- [PROBLEM]: Repeat all the records exactly, omitting pictures.
= = = = = = =
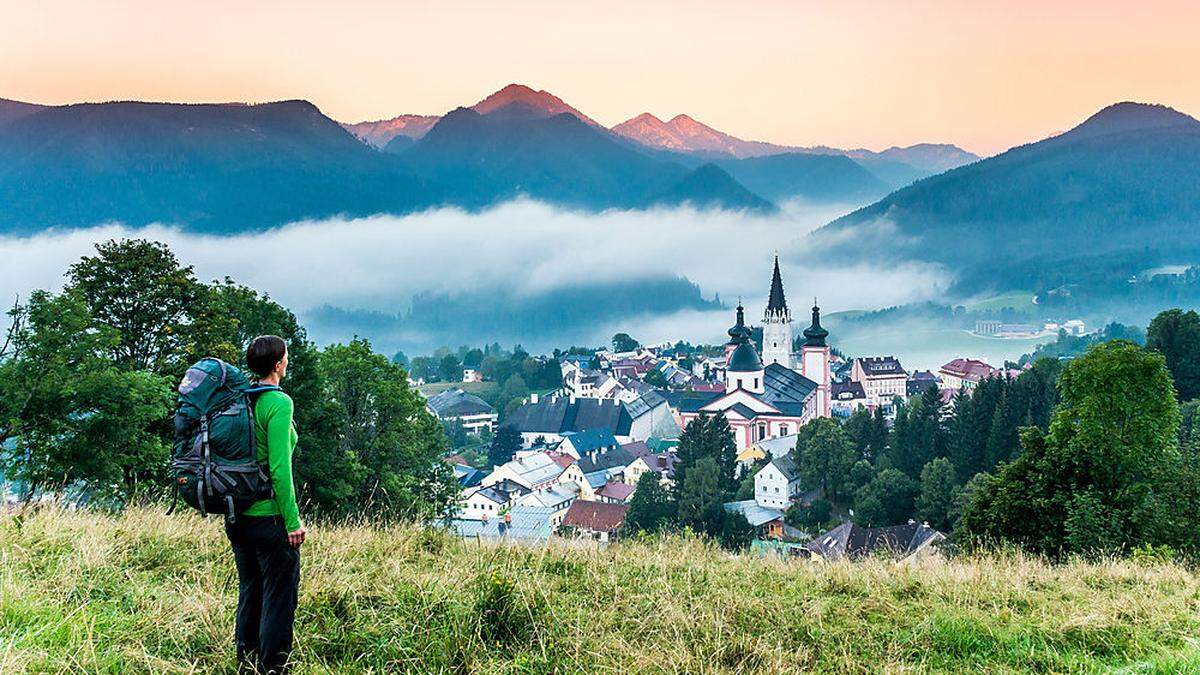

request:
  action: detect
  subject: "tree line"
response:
[0,240,457,518]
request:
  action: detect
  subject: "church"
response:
[671,256,830,450]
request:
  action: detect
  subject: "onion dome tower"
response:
[762,253,794,369]
[725,303,766,394]
[800,298,833,417]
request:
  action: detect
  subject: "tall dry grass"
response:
[0,509,1200,674]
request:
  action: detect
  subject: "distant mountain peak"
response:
[1063,101,1200,138]
[472,83,604,129]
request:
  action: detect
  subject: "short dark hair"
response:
[246,335,288,377]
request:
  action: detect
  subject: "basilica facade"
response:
[672,257,830,450]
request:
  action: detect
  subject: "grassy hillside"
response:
[0,510,1200,673]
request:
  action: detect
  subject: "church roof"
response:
[767,255,787,313]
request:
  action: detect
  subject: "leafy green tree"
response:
[1146,309,1200,401]
[792,418,858,501]
[316,340,457,518]
[854,468,920,527]
[625,471,674,532]
[438,354,462,382]
[612,333,642,352]
[677,456,724,532]
[487,426,521,466]
[0,289,174,501]
[67,239,205,376]
[959,340,1198,555]
[917,458,960,532]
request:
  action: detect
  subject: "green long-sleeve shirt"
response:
[245,392,300,532]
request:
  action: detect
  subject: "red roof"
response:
[942,359,996,382]
[563,500,629,532]
[596,480,637,502]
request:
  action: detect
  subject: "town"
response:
[418,256,1032,560]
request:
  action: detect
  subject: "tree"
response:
[677,456,724,533]
[487,426,521,466]
[438,354,462,382]
[612,333,642,352]
[316,340,457,519]
[917,458,959,532]
[0,289,174,501]
[625,471,674,532]
[792,418,858,501]
[960,340,1198,555]
[854,468,920,527]
[67,239,205,376]
[1146,309,1200,401]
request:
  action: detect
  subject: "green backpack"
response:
[170,358,280,522]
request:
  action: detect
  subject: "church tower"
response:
[725,303,767,394]
[762,253,794,369]
[800,298,833,417]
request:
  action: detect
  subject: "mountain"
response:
[817,102,1200,285]
[470,84,604,129]
[0,101,440,233]
[0,98,46,125]
[342,115,442,148]
[612,113,791,157]
[397,101,773,210]
[715,153,890,204]
[612,113,979,187]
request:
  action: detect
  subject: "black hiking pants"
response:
[226,515,300,675]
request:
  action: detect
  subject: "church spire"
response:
[804,298,829,347]
[767,253,788,317]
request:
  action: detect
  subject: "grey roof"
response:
[770,453,800,482]
[425,389,496,419]
[505,394,661,436]
[450,506,556,542]
[578,446,637,473]
[725,500,784,527]
[563,429,617,454]
[809,522,946,560]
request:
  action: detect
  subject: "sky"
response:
[0,0,1200,155]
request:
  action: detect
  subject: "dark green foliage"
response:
[625,471,676,532]
[487,426,521,466]
[960,341,1196,555]
[854,468,920,527]
[792,418,858,501]
[917,458,960,532]
[1146,309,1200,401]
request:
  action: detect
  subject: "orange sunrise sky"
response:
[0,0,1200,154]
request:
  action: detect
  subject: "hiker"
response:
[226,335,306,674]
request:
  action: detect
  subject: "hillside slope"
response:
[823,103,1200,269]
[0,101,437,233]
[0,508,1200,675]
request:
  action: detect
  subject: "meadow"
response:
[0,508,1200,674]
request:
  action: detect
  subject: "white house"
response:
[754,455,800,510]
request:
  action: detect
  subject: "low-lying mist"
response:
[0,201,949,351]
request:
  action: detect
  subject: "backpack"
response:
[170,358,280,524]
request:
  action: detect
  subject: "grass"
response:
[0,509,1200,674]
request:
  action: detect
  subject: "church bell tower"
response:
[762,253,794,369]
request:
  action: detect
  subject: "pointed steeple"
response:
[766,253,791,319]
[804,298,829,347]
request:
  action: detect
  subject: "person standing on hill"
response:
[226,335,306,675]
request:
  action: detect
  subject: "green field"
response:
[0,508,1200,674]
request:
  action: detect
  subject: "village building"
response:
[480,453,563,491]
[937,359,1001,390]
[505,392,679,446]
[850,357,908,407]
[667,260,832,452]
[754,454,800,510]
[563,501,629,543]
[808,520,946,561]
[425,389,499,434]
= = = = = = =
- [RESULT OF THIS TASK]:
request:
  action: detect
  subject: "tree line"
response:
[0,240,457,518]
request:
  action: detect
  subject: "church"
response:
[671,256,830,450]
request:
  action: detect
  subject: "onion dome tower"
response:
[762,253,794,369]
[725,303,766,394]
[800,298,833,417]
request:
  action: detect
  subject: "tall dry grass"
response:
[0,509,1200,674]
request:
  action: detect
  subject: "distant mountain peak"
response:
[1063,101,1200,138]
[472,83,604,129]
request:
  action: detect
  subject: "short dark hair"
response:
[246,335,288,377]
request:
  action: detect
  subject: "basilica facade"
response:
[672,257,830,450]
request:
  action: detect
  subject: "grassy hillside"
response:
[0,510,1200,673]
request:
  action: detect
  subject: "church roof"
response:
[767,255,787,313]
request:
  action: detect
  subject: "leafy green tree"
response:
[1146,309,1200,401]
[792,418,858,501]
[316,340,457,518]
[854,468,920,527]
[625,471,674,532]
[438,354,462,382]
[612,333,642,352]
[677,456,724,532]
[487,426,521,466]
[0,289,174,501]
[67,239,205,376]
[959,340,1198,555]
[917,458,960,532]
request:
  action: detect
  subject: "green long-sleeve shirt"
response:
[245,392,300,532]
request:
  action: detect
  subject: "red roof"
response:
[942,359,996,382]
[563,500,629,532]
[596,480,637,502]
request:
  action: detect
  subject: "town"
response:
[418,256,1032,560]
request:
  action: detect
  subject: "tree"
response:
[677,456,724,533]
[487,426,521,466]
[438,354,462,382]
[612,333,642,352]
[316,340,457,519]
[917,458,959,532]
[0,289,174,501]
[625,471,674,532]
[792,418,858,501]
[960,340,1198,555]
[854,468,920,527]
[67,239,205,376]
[1146,309,1200,401]
request:
  action: detect
  subject: "green backpack"
response:
[170,358,280,522]
request:
  action: detect
  subject: "church tower"
response:
[725,303,767,394]
[762,253,794,369]
[800,298,833,417]
request:
  action: detect
  subject: "mountain"
response:
[817,102,1200,285]
[470,84,604,129]
[0,101,440,233]
[0,98,46,125]
[342,115,442,148]
[612,113,791,157]
[397,101,773,210]
[715,153,890,204]
[612,113,979,187]
request:
  action: detect
  subject: "black hiking pants"
response:
[226,515,300,675]
request:
  action: detect
  subject: "church spire"
response:
[804,298,829,347]
[767,253,788,317]
request:
  action: detect
  subject: "grey roof"
response:
[770,453,800,482]
[425,389,496,419]
[505,394,661,436]
[450,506,556,542]
[578,446,637,473]
[725,500,784,527]
[563,429,617,454]
[809,522,946,560]
request:
  action: detect
  subject: "sky"
response:
[0,0,1200,155]
request:
  action: detect
  subject: "dark green foliage"
response:
[625,471,676,532]
[487,426,521,466]
[960,341,1196,555]
[854,468,920,527]
[792,418,858,501]
[917,458,960,532]
[1146,309,1200,401]
request:
  action: detect
  subject: "orange sunrise sky"
response:
[0,0,1200,154]
request:
  action: detect
  subject: "hiker"
response:
[226,335,306,674]
request:
  action: detect
  subject: "hillside slope"
response:
[823,103,1200,269]
[0,101,437,233]
[0,508,1200,675]
request:
  action: detect
  subject: "meadow"
response:
[0,508,1200,674]
request:
  action: detect
  subject: "white house"
response:
[754,455,800,510]
request:
  action: detect
  subject: "low-lying mist"
response:
[0,201,949,351]
request:
  action: detect
  subject: "backpack"
response:
[170,358,280,524]
request:
  action: detect
  subject: "grass"
response:
[0,509,1200,674]
request:
  action: detect
  subject: "church bell tower"
response:
[762,253,794,369]
request:
  action: detect
  subject: "pointed steeple"
response:
[766,253,791,319]
[804,298,829,347]
request:
  action: detect
  subject: "person standing on hill"
response:
[226,335,306,675]
request:
  action: detect
  subject: "green field"
response:
[0,508,1200,674]
request:
  action: detect
  subject: "village building"
response:
[480,453,563,491]
[937,359,1001,390]
[505,392,679,446]
[850,357,908,407]
[667,260,832,452]
[754,454,800,510]
[563,501,629,543]
[808,520,946,561]
[425,389,499,434]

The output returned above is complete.